Data supplied:
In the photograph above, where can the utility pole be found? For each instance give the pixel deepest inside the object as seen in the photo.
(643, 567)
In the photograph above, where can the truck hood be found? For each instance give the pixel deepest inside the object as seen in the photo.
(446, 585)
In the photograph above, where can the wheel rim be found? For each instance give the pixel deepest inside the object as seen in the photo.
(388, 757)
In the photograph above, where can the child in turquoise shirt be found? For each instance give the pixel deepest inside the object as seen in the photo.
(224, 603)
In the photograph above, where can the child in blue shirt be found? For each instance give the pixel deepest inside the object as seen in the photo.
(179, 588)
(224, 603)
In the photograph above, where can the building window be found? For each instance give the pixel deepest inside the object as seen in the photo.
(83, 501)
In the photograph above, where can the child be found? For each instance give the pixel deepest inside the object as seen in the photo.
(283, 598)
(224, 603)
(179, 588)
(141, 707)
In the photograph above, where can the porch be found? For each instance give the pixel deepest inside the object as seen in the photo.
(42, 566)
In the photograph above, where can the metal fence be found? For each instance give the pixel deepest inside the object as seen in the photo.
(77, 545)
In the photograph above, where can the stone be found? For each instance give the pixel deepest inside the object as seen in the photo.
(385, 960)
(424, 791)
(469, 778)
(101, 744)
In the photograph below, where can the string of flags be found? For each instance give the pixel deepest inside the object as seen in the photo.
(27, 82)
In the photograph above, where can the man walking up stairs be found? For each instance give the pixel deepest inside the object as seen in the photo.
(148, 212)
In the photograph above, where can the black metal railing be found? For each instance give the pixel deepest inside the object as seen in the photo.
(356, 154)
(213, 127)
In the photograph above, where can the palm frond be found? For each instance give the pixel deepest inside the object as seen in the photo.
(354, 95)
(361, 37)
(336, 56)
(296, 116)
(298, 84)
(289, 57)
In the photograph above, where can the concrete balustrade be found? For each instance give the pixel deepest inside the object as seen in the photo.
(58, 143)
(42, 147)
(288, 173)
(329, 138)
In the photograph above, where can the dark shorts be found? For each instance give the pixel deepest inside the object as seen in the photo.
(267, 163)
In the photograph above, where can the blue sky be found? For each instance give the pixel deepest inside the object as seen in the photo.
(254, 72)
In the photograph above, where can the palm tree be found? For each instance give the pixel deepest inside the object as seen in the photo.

Work request:
Print only the lines running from the one with "In the photograph above, where can the blue" to the final line of the data above, each exactly as it appears.

Completed exercise:
In the photograph above, where can the blue sky be found? For each instance give the pixel deepest inside the object as seen in the photo.
(254, 72)
In the photograph above, where can the palm tree be found? For each instance give the pixel deepest inside the object as seen in the photo.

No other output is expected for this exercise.